## Work task
Whenever a line in the records below holds the string "mask", copy it out.

## Stored data entries
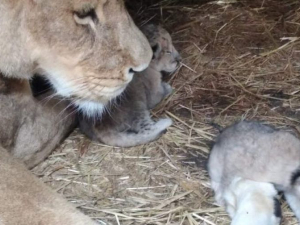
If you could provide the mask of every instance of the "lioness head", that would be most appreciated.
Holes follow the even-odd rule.
[[[11,19],[20,26],[11,22],[18,26],[12,32],[20,34],[18,45],[32,69],[38,69],[58,94],[73,99],[84,110],[99,110],[151,60],[150,45],[122,0],[4,2],[9,5],[6,11],[15,11],[10,17],[15,16]]]

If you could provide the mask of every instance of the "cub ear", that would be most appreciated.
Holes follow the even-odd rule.
[[[153,51],[153,57],[152,59],[157,59],[159,56],[159,53],[161,52],[161,47],[159,44],[156,44],[152,46],[152,51]]]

## Output of the exercise
If you could provide the mask of every instance of the "lioness head", that would be most appreciated.
If you could provide the mask of every instance of the "cub ear", that would be most appreciated.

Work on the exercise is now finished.